◆ **WORK TO COMPLETE**
A) In the S&P 500 market report, copy the passage from "Stock chart on" to "years of missteps." word for word.
B) According to the S&P 500 market report, how much free cash did GE burn in the first six months of the year?

◆ **EXCERPT PROVIDED**
=-=-=

The S&P 500 Index (^GSPC -0.53%) closed down 15.7 points Wednesday, or almost 0.5%, ending a three-day streak of gains that started last Friday. Today's culprit was the usual recent suspect, with tech stocks falling sharply.

The Technology Select SPDR ETF (XLK -0.26%), which tracks the tech stocks in the S&P 500, fell 1.4% today. This erased a day of huge gains for oil stocks, with the Energy Select Sector SPDR ETF (XLE -1.21%) up 4.2% on a big oil-price surge. Financials and industrial stocks also gained today, albeit more modestly. 

Today's biggest winners included General Electric (GE -1.60%), with shares up 10.7%, followed by independent oil producers Occidental Petroleum (OXY -0.96%) and Diamondback Energy (FANG -1.31%), both up around 8%.

But those gains weren't enough to offset the losses at the top of the index, with Apple (AAPL 1.03%) and Facebook (META -0.15%) falling 3% today; the combined $2.7 trillion market cap of these two is more than 40 times larger than today's three biggest gainers combined. 

As big tech moves, so moves the market. 

Stock chart on a computer screen.

Image source: Getty Images.

GE CEO: Worst is behind us, momentum building

Shares of GE have been battered this year, down nearly half from the 2020 high, as the industrial conglomerate has struggled with the impact of the coronavirus pandemic on many of its end markets, not to mention the ongoing efforts to turn the struggling company around after years of missteps. 

Today, investors seem to have reacted positively to CEO Larry Culp's comments at an investor event. Reports say that Culp pointed out that the second quarter is likely to be the worst, and in the second half of the year, operating cash would likely turn positive after burning $3 billion in free cash in the first six months. 

Investors are taking Culp at his word, but GE investors have heard "We are getting there" from management before. Will things (finally) be different this time?

=-=-=

◆ **RECORD SET**

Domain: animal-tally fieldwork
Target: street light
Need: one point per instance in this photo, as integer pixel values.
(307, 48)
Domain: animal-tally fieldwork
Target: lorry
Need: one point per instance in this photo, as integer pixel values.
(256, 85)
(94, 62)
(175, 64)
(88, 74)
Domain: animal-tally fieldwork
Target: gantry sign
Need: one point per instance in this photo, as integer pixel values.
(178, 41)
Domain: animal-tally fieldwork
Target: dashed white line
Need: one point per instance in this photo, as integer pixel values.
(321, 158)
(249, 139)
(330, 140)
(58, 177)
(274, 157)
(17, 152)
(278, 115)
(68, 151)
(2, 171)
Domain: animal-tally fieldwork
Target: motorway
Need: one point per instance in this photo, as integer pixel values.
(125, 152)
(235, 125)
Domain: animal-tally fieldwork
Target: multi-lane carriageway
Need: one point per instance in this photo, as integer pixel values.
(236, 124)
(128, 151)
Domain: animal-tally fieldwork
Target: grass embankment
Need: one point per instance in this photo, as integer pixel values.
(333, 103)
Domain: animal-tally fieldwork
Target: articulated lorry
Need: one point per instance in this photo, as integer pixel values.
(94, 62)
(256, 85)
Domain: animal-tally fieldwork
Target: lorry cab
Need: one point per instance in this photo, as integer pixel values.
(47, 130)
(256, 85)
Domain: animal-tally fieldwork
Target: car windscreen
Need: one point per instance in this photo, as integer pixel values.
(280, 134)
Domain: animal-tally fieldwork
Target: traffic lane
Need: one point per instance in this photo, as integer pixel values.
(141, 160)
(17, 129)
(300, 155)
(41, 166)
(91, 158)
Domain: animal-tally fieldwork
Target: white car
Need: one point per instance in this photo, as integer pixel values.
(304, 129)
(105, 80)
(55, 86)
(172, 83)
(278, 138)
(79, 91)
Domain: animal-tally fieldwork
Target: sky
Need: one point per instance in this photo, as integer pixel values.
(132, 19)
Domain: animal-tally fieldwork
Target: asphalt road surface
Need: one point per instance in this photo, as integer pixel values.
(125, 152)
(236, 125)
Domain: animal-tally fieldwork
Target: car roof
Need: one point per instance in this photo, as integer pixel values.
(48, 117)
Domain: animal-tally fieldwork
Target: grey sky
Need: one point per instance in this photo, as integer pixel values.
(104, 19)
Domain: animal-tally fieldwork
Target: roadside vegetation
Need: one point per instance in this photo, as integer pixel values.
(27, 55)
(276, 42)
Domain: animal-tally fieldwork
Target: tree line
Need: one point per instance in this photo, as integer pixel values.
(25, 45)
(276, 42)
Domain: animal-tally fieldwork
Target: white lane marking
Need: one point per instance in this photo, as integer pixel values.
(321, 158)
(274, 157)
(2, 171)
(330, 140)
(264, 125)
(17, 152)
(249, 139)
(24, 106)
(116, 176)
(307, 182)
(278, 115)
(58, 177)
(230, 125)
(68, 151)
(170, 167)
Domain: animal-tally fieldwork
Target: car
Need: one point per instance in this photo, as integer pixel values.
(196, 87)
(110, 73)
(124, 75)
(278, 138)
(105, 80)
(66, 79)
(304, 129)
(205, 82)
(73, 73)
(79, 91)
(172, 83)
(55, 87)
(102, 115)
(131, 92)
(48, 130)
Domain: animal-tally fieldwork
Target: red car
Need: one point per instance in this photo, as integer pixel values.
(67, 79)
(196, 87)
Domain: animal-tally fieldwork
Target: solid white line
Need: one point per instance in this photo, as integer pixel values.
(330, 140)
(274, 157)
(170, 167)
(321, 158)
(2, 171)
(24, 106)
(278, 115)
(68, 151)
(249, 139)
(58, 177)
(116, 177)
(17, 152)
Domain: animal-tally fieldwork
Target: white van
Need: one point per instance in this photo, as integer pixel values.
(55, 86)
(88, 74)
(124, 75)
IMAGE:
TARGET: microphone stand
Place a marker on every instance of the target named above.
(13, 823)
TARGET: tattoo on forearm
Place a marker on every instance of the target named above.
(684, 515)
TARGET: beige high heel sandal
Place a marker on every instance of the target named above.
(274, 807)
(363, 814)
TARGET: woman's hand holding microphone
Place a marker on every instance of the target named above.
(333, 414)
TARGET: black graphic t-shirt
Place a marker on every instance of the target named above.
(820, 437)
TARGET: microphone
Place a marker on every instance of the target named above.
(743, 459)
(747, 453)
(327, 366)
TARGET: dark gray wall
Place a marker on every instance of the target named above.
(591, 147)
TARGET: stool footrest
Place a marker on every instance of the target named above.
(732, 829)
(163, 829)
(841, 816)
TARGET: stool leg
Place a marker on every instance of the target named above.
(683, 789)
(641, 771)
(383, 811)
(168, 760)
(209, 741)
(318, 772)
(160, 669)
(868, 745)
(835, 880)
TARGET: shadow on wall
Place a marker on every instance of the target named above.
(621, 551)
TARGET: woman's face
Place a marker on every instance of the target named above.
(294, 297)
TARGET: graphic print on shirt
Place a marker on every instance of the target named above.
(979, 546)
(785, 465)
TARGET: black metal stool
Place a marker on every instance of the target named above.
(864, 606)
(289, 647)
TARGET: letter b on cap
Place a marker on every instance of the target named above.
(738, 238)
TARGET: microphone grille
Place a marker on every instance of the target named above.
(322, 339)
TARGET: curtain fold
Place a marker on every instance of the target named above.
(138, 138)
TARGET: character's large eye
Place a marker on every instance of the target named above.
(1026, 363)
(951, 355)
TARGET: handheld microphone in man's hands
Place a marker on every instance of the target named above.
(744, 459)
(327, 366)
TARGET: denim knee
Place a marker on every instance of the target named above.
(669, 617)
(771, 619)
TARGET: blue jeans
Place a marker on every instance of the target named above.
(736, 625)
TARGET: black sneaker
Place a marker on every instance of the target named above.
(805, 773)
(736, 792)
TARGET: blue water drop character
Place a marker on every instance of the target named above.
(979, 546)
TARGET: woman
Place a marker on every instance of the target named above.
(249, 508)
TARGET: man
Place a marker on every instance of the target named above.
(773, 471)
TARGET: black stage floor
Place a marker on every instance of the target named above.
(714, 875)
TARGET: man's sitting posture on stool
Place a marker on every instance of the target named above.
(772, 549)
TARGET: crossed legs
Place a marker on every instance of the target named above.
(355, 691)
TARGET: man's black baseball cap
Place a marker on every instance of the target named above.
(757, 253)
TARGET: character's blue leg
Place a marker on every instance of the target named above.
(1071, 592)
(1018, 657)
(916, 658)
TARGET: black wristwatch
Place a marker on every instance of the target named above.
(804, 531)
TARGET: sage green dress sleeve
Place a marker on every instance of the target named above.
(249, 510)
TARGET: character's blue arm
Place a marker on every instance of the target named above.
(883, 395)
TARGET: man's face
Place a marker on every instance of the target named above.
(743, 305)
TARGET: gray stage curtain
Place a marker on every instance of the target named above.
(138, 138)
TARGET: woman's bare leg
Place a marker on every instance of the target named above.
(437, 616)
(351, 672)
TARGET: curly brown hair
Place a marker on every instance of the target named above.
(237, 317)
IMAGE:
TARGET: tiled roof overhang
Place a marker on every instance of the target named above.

=-=-=

◆ **SOLUTIONS TO THE TASKS**
A)
Stock chart on a computer screen.

Image source: Getty Images.

GE CEO: Worst is behind us, momentum building

Shares of GE have been battered this year, down nearly half from the 2020 high, as the industrial conglomerate has struggled with the impact of the coronavirus pandemic on many of its end markets, not to mention the ongoing efforts to turn the struggling company around after years of missteps.

B) GE burned $3 billion in free cash in the first six months.